--- Task directions ---
From the data that follows, copy every line holding the string "small".

(Photo-based referring expression data)
□ □ □ □ □ □ □
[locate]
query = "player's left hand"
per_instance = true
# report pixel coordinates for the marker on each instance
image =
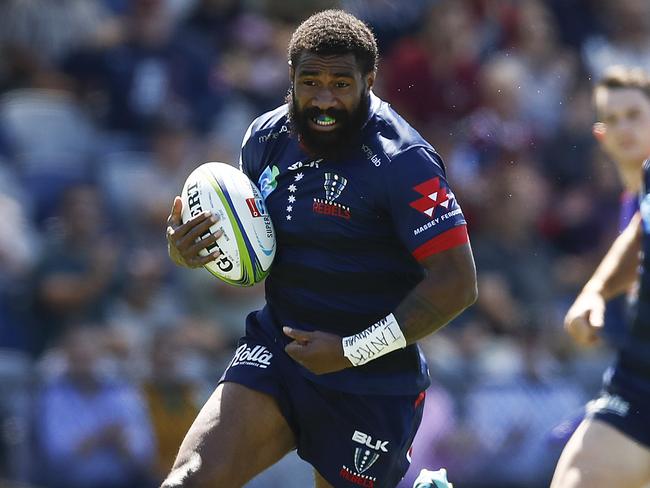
(319, 352)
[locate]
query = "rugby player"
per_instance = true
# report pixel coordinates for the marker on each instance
(373, 255)
(611, 447)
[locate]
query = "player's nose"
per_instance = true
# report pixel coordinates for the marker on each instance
(324, 99)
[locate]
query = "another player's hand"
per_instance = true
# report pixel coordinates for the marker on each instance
(182, 238)
(319, 352)
(586, 318)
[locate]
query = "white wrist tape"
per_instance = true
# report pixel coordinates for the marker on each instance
(380, 338)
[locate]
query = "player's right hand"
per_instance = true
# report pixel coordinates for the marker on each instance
(586, 318)
(182, 238)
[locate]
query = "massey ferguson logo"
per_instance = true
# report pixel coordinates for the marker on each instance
(432, 196)
(334, 186)
(258, 356)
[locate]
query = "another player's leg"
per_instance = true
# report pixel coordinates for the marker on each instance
(320, 482)
(238, 433)
(599, 456)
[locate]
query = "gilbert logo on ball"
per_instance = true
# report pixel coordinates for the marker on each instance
(247, 246)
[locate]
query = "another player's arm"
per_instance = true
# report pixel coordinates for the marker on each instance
(616, 273)
(448, 289)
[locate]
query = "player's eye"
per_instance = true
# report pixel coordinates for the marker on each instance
(633, 114)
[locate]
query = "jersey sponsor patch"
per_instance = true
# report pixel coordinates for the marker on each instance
(267, 181)
(334, 186)
(257, 356)
(433, 195)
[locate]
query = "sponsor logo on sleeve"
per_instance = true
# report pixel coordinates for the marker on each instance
(433, 195)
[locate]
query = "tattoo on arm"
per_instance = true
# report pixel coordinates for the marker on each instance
(419, 316)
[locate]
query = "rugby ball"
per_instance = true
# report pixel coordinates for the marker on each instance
(248, 243)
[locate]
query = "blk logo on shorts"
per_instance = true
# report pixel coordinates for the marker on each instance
(258, 356)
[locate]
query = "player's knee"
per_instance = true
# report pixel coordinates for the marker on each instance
(196, 474)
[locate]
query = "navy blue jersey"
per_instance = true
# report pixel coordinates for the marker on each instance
(635, 353)
(350, 234)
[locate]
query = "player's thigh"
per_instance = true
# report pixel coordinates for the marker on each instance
(599, 456)
(238, 433)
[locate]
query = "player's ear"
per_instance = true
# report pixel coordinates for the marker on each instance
(370, 79)
(598, 130)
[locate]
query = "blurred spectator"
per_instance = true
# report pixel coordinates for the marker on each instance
(51, 142)
(155, 69)
(91, 431)
(509, 419)
(626, 40)
(549, 69)
(140, 184)
(146, 305)
(49, 30)
(431, 78)
(80, 268)
(173, 400)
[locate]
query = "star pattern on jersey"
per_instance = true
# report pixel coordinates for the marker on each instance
(291, 198)
(433, 195)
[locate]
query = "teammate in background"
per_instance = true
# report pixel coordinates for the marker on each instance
(373, 255)
(611, 447)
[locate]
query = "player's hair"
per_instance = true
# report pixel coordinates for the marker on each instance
(624, 77)
(335, 32)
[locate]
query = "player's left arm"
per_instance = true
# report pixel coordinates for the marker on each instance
(448, 289)
(431, 225)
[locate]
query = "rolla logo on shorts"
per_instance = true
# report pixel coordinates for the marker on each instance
(257, 356)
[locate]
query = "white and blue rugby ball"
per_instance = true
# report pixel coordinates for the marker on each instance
(248, 243)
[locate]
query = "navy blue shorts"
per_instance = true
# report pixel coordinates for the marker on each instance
(351, 440)
(624, 403)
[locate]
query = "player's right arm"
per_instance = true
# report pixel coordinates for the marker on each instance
(615, 275)
(182, 243)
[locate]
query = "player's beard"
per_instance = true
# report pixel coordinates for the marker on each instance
(336, 144)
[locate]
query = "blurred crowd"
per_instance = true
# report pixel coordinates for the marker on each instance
(107, 350)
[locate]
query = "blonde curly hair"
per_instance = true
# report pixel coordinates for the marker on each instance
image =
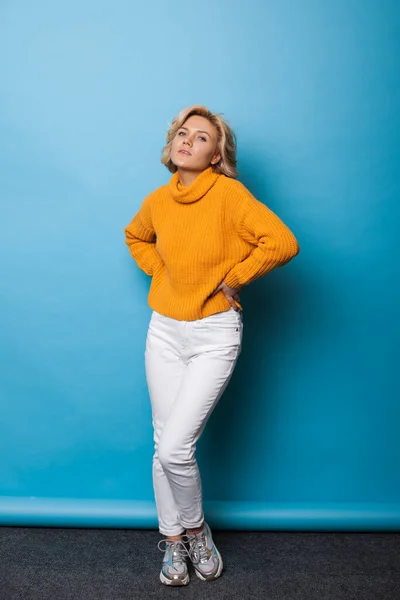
(226, 140)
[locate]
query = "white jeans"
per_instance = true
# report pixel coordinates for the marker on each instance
(188, 366)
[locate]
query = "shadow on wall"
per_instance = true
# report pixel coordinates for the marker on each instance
(283, 311)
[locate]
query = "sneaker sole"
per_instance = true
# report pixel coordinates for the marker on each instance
(174, 582)
(217, 574)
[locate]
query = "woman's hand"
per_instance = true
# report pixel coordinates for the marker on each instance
(231, 294)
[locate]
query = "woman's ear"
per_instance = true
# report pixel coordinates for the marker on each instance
(216, 158)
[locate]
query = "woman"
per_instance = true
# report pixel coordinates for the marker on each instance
(201, 237)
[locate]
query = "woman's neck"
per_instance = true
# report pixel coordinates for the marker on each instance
(186, 178)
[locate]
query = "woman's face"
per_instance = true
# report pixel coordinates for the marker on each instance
(194, 147)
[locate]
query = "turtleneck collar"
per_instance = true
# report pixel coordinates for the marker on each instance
(199, 188)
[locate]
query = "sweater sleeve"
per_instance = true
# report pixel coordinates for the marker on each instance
(141, 239)
(274, 243)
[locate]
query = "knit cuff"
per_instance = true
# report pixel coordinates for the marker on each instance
(231, 280)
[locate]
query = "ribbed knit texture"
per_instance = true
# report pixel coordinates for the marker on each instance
(190, 239)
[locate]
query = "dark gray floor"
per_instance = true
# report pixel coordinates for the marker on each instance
(121, 564)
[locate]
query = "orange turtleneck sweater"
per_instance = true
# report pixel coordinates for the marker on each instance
(190, 239)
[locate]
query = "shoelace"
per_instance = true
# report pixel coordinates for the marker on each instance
(177, 548)
(198, 548)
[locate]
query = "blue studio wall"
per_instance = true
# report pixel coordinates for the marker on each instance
(306, 435)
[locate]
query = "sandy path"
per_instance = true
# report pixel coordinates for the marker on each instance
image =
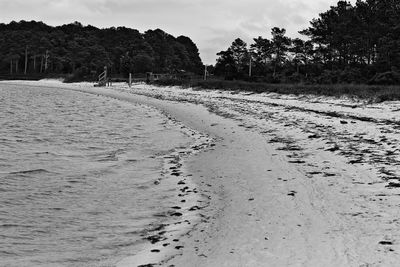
(291, 181)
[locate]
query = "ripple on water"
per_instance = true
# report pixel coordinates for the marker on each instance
(77, 176)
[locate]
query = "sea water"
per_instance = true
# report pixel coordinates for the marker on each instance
(78, 176)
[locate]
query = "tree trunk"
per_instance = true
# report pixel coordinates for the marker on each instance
(41, 64)
(26, 59)
(45, 60)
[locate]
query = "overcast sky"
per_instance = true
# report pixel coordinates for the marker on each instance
(211, 24)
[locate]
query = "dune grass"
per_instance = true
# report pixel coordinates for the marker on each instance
(374, 93)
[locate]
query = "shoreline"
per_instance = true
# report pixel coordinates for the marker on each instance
(292, 180)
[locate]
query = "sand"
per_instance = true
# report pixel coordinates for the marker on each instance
(287, 181)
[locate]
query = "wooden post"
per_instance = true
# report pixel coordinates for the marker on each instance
(41, 64)
(250, 67)
(46, 62)
(26, 59)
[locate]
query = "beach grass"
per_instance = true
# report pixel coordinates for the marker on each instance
(374, 93)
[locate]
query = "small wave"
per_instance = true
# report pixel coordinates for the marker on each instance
(34, 171)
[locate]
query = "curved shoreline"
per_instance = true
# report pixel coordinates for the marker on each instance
(286, 182)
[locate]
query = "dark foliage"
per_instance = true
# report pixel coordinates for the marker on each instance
(83, 51)
(347, 44)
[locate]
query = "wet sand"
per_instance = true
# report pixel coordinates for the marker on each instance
(287, 180)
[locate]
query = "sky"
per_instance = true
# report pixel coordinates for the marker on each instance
(212, 24)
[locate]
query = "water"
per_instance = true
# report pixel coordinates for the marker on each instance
(77, 175)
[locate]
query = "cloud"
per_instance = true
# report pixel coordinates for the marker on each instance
(212, 25)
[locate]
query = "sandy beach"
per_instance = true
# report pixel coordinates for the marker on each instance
(286, 180)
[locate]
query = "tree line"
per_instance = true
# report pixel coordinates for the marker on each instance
(346, 44)
(31, 47)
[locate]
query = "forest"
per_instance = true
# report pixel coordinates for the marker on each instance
(346, 44)
(34, 48)
(357, 44)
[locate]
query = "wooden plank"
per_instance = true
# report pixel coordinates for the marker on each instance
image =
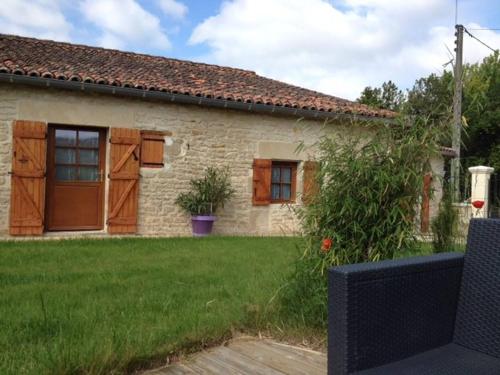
(315, 358)
(123, 197)
(288, 364)
(27, 205)
(118, 166)
(242, 364)
(124, 140)
(252, 357)
(123, 191)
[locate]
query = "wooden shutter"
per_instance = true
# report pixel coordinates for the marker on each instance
(425, 212)
(261, 182)
(152, 146)
(27, 202)
(124, 180)
(311, 187)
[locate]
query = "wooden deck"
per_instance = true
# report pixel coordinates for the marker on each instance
(250, 356)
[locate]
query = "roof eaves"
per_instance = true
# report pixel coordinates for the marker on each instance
(105, 88)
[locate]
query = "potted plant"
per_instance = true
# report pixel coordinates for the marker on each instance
(207, 194)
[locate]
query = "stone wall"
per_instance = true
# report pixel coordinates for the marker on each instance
(196, 137)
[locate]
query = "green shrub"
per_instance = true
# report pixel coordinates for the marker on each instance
(369, 190)
(208, 193)
(444, 225)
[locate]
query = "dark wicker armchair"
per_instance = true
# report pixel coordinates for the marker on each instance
(427, 315)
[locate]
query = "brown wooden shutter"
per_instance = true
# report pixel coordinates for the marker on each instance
(261, 182)
(124, 180)
(152, 147)
(425, 212)
(27, 202)
(311, 187)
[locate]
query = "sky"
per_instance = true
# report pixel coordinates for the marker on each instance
(334, 46)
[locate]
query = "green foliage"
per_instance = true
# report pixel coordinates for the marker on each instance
(366, 204)
(481, 109)
(386, 97)
(432, 97)
(444, 225)
(111, 306)
(208, 193)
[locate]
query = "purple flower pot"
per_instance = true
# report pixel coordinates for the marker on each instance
(202, 225)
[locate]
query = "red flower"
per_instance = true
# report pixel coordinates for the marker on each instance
(326, 245)
(478, 204)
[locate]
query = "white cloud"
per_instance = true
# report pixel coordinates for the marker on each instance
(335, 47)
(35, 18)
(125, 24)
(173, 8)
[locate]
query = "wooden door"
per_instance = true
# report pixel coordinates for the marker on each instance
(27, 203)
(124, 180)
(76, 163)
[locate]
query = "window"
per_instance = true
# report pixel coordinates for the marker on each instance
(77, 155)
(152, 145)
(283, 175)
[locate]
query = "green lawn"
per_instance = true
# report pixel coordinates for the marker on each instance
(110, 306)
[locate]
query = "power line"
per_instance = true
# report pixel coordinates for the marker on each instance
(479, 40)
(486, 29)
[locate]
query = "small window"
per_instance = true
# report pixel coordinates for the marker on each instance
(152, 145)
(283, 176)
(76, 156)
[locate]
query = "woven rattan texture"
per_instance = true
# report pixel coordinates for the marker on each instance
(478, 316)
(447, 360)
(384, 312)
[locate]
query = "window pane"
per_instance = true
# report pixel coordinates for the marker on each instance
□ □ □ □ □ □ □
--- Exercise result ---
query = "small wave"
query = "small window"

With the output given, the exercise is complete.